*** DATA LISTING

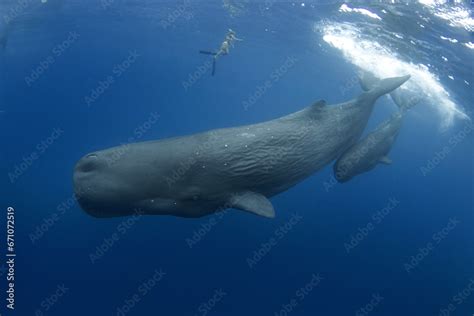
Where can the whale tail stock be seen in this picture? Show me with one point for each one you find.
(375, 88)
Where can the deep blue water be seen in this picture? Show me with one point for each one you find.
(432, 219)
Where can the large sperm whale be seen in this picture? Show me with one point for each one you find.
(374, 148)
(239, 167)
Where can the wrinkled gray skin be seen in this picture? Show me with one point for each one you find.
(370, 151)
(251, 162)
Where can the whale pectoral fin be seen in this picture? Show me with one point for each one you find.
(254, 203)
(385, 160)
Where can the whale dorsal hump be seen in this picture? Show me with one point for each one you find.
(319, 104)
(254, 203)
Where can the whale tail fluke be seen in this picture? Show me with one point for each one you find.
(403, 101)
(375, 88)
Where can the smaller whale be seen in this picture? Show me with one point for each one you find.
(372, 150)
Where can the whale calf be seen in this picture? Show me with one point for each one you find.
(237, 167)
(373, 149)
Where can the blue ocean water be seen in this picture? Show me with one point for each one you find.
(79, 76)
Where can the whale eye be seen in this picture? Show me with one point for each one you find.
(89, 162)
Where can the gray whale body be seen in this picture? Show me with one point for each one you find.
(238, 167)
(373, 149)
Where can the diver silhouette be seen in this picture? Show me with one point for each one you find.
(228, 42)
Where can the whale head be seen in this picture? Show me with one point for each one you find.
(131, 179)
(99, 189)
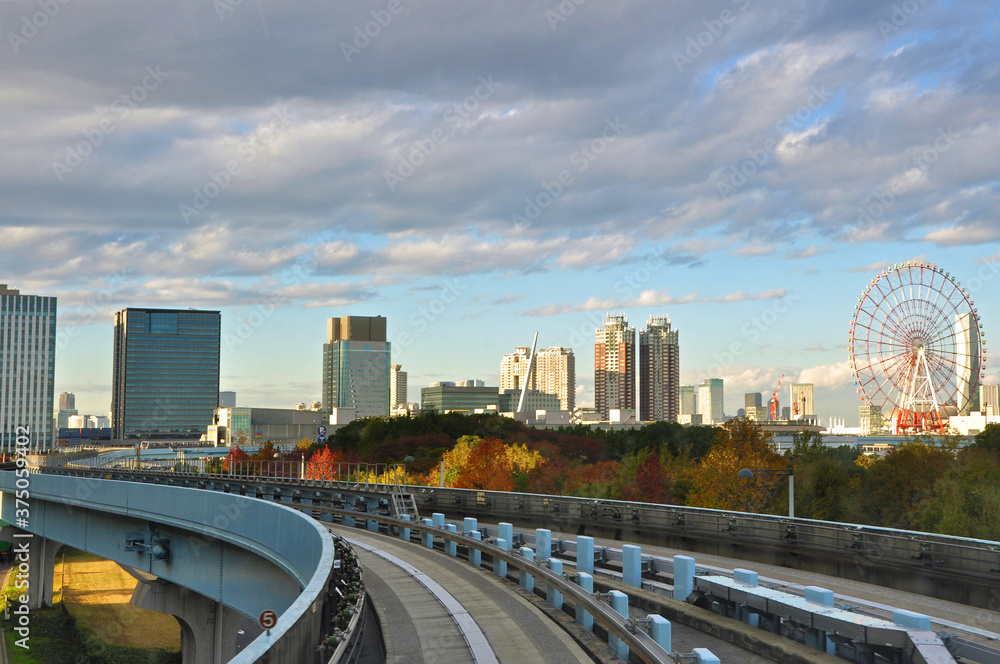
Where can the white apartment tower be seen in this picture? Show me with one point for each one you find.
(554, 373)
(614, 366)
(27, 368)
(803, 401)
(397, 386)
(659, 371)
(710, 401)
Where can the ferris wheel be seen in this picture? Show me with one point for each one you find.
(915, 347)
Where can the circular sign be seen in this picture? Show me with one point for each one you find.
(267, 619)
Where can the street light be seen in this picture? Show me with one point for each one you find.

******

Exclude the pictures, then retype every record exactly.

Where can the whale tail stock be seen in this picture? Show me with one point for each one you find.
(375, 88)
Where can the deep blue water be seen in this picture? Show me with one point for each one you find.
(432, 219)
Where can the large sperm whale be seen in this picture? Show me with one point for each one you find.
(374, 148)
(239, 167)
Where can the wrinkled gray skin be seen in this picture? Show me with one point for each one you find.
(370, 151)
(251, 162)
Where can the whale pectoral fin be seen in this picture? Show me with one point for each one you find.
(254, 203)
(385, 160)
Where can the whale dorsal hump be seen in this picture? Show me with one point for each one you find.
(319, 104)
(254, 203)
Where can the whale tail fluke be seen in this picture? Show me with one point for each one you find.
(403, 101)
(375, 88)
Where can the smaller whale be seen in this picture? Show me with one point for each one you find.
(372, 150)
Where can the whale calf be seen in this picture? Show me with one point for each one you find.
(237, 167)
(373, 149)
Where can the blue ocean water be seen in this picture? Show me with one point for each one you find.
(79, 76)
Where can the whale eye be seen in this picture? Show me with one point for each one you find.
(89, 162)
Where can the gray whale body be seen in this picture? Show me with one point for each one you find.
(238, 167)
(373, 149)
Where can the diver silhouette be seen in this picture? Show me with one point for each one you find.
(228, 42)
Where can the whale head be seen in this picture? Show me with one point for each one you find.
(131, 179)
(99, 189)
Where can the white apartment tower be seen in this picture? Show me with one point for each one you find.
(554, 373)
(614, 366)
(27, 368)
(803, 401)
(397, 386)
(659, 371)
(710, 401)
Where can the ferris wheel be seen in this picture? Show me with one point for each one you find.
(915, 347)
Where can the circular sign be seen in this picture? Show me with one point for each one you find.
(267, 619)
Where can the street light be seen in this picture? Show me with one point for each one you find.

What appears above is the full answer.